You are viewing a plain text version of this content. The canonical link for it is here.
Posted to issues@spark.apache.org by "Bogdan Raducanu (JIRA)" <ji...@apache.org> on 2017/06/07 15:33:18 UTC

[jira] [Commented] (SPARK-20342) DAGScheduler sends SparkListenerTaskEnd before updating task's accumulators

    [ https://issues.apache.org/jira/browse/SPARK-20342?page=com.atlassian.jira.plugin.system.issuetabpanels:comment-tabpanel&focusedCommentId=16041054#comment-16041054 ] 

Bogdan Raducanu commented on SPARK-20342:
-----------------------------------------

This code fails because of this issue:

{code}
test("test") {
    val foundMetrics = mutable.Set.empty[String]
    spark.sparkContext.addSparkListener(new SparkListener {
      override def onTaskEnd(taskEnd: SparkListenerTaskEnd): Unit = {
        taskEnd.taskInfo.accumulables.foreach { a =>
          if (a.name.isDefined) {
            foundMetrics.add(a.name.get)
          }
        }
      }
    })
    for (iter <- 0 until 100) {
      foundMetrics.clear()

Data.
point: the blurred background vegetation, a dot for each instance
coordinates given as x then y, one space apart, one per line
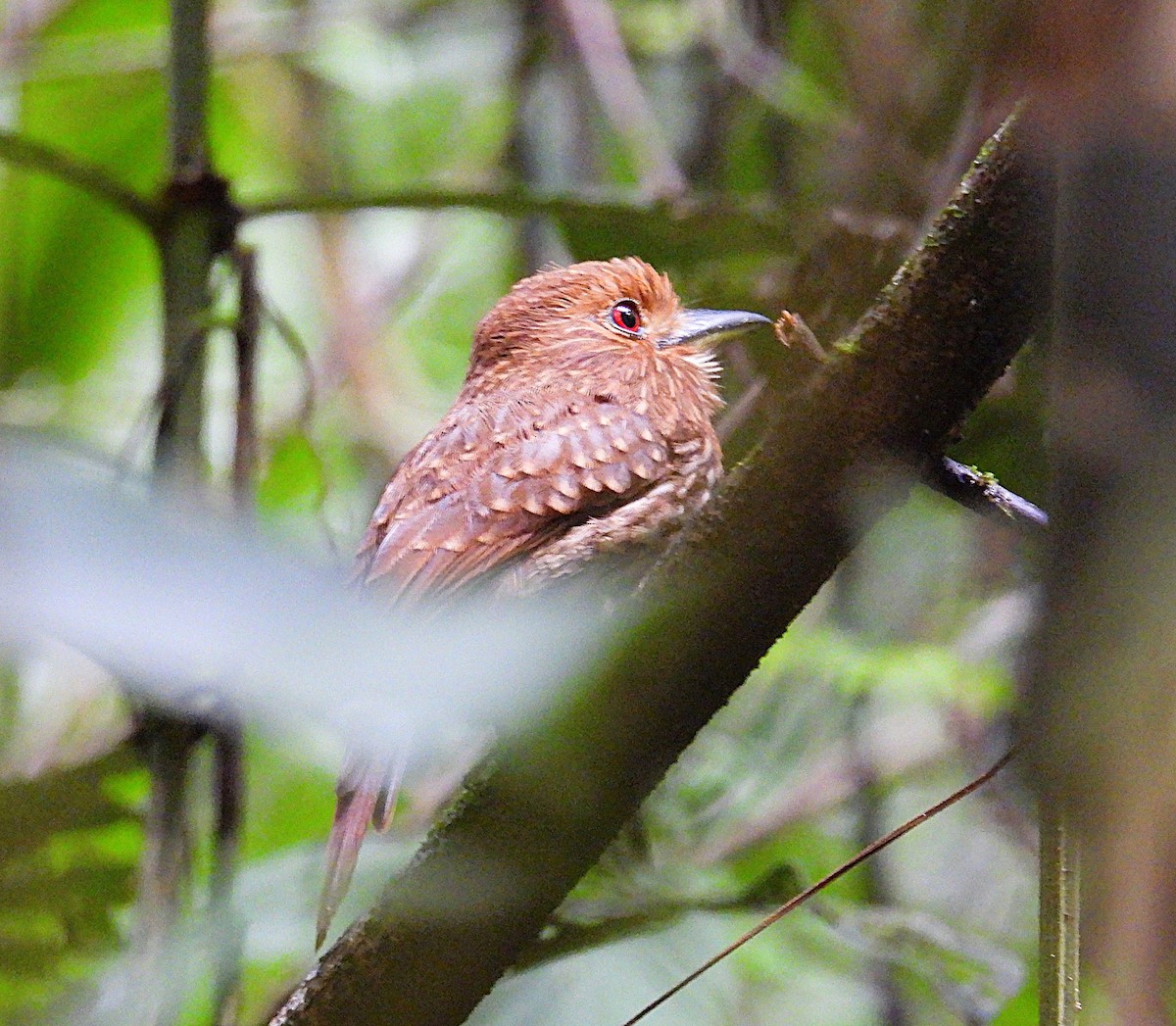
399 166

Set problem 1. Check each statement against the SPARK-20342 comment and answer yes or no, quoting the words that decide it: (a) the comment was posted on June 7, 2017; (b) the listener in the code overrides onJobEnd; (c) a name is added to foundMetrics only when it is defined.
Set problem 2. Please write the next part of the SPARK-20342 comment, starting right after its last line of code.

Written response 1.
(a) Yes: "on 2017/06/07 15:33:18 UTC"
(b) No: "override def onTaskEnd(taskEnd: SparkListenerTaskEnd): Unit"
(c) Yes: "if (a.name.isDefined) {"

Written response 2.
      println(s"iter = $iter")
      spark.range(10).groupBy().agg("id" -> "sum").collect
      spark.sparkContext.listenerBus.waitUntilEmpty(3000)
      assert(foundMetrics.size > 0)
    }
  }
{code}

> DAGScheduler sends SparkListenerTaskEnd before updating task's accumulators
> ---------------------------------------------------------------------------
>
>                 Key: SPARK-20342
>                 URL: https://issues.apache.org/jira/browse/SPARK-20342
>             Project: Spark
>          Issue Type: Bug
>          Components: Spark Core
>    Affects Versions: 2.2.0
>            Reporter: Marcelo Vanzin
>
> Hit this on 2.2, but probably has been there forever. This is similar in spirit to SPARK-20205.
> Event is sent here, around L1154:
> {code}
>     listenerBus.post(SparkListenerTaskEnd(
>        stageId, task.stageAttemptId, taskType, event.reason, event.taskInfo, taskMetrics))
> {code}
> Accumulators are updated later, around L1173:
> {code}
>     val stage = stageIdToStage(task.stageId)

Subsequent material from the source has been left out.